═══ Record list ═══
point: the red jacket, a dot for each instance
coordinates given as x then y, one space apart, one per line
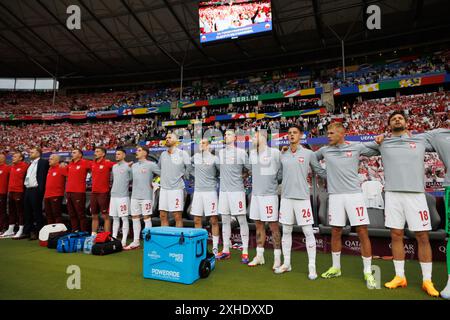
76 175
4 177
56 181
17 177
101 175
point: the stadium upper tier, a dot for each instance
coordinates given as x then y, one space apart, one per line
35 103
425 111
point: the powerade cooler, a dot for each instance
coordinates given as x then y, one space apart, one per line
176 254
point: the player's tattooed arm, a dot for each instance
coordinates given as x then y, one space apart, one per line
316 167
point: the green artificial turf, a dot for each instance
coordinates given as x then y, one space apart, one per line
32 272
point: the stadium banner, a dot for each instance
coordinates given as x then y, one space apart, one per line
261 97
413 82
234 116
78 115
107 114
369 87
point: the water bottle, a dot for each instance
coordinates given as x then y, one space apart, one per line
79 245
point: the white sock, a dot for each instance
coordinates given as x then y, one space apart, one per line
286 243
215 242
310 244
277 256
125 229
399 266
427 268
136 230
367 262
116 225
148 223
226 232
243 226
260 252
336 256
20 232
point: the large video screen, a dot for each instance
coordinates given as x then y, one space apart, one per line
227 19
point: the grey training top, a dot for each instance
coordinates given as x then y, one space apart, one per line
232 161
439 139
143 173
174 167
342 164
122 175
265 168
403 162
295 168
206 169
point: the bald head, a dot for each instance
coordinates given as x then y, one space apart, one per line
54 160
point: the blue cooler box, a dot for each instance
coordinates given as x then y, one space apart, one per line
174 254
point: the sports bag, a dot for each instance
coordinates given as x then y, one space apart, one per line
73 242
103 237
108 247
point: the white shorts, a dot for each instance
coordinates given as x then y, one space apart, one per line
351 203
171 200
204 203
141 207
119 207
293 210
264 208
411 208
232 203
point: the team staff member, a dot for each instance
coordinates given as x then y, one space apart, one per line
═══
### Task directions
Convert all the lines above into a numbered list, omitting blank lines and leaving any pictures out.

### Reply
1. point: the red jacket, a dot for each instance
2. coordinates given as x then y, one space apart, one per line
3. 76 175
4. 4 177
5. 56 181
6. 17 177
7. 101 175
8. point: the stadium upper tier, a dot for each instance
9. coordinates given as x then y, one space apart, one per line
10. 35 103
11. 425 111
12. point: the powerade cooler, a dot for each instance
13. coordinates given as x then y, one space apart, one per line
14. 176 254
15. point: the player's tattooed arm, a dot for each instance
16. coordinates given as x then y, one space apart, one per line
17. 316 167
18. point: the green artificial turf, a dot for each instance
19. coordinates given as x then y, one space apart, one per line
20. 32 272
21. point: the stadium banner, a dot for each instance
22. coordinates given as x then y, one space apart, one per line
23. 261 97
24. 413 82
25. 234 116
26. 78 115
27. 107 114
28. 369 87
29. point: the water bottle, a dot for each instance
30. coordinates given as x then y, one space apart, one per line
31. 79 245
32. point: the white sock, a dot for each instance
33. coordinates given as x then y, one space apart, one per line
34. 286 243
35. 215 242
36. 310 244
37. 277 256
38. 125 229
39. 399 266
40. 427 268
41. 136 230
42. 367 262
43. 116 225
44. 148 223
45. 226 232
46. 243 226
47. 260 252
48. 336 256
49. 20 232
50. point: the large video screen, a dot for each instance
51. coordinates given as x then y, one space apart, one per line
52. 227 19
53. point: the grey training top, a dot for each instance
54. coordinates given as x then y, one space apart, one per line
55. 232 161
56. 439 139
57. 143 173
58. 174 167
59. 342 164
60. 122 175
61. 265 168
62. 403 162
63. 295 168
64. 206 169
65. point: the bald head, a dot for each instance
66. coordinates given as x then y, one space apart, one per line
67. 54 160
68. point: the blue cooler box, a dot for each instance
69. coordinates given as x then y, one space apart, one per line
70. 174 254
71. point: the sports bag, a dot for each instance
72. coordinates given as x then y, one space apart, one per line
73. 73 242
74. 103 237
75. 108 247
76. point: the white shorts, a dot for each instance
77. coordinates given as x then y, one space apart, one per line
78. 351 203
79. 171 200
80. 204 203
81. 141 207
82. 119 207
83. 293 210
84. 264 208
85. 411 208
86. 232 203
87. point: the team staff member, a dot for each instance
88. coordinates given as x then y, one space apart, one per line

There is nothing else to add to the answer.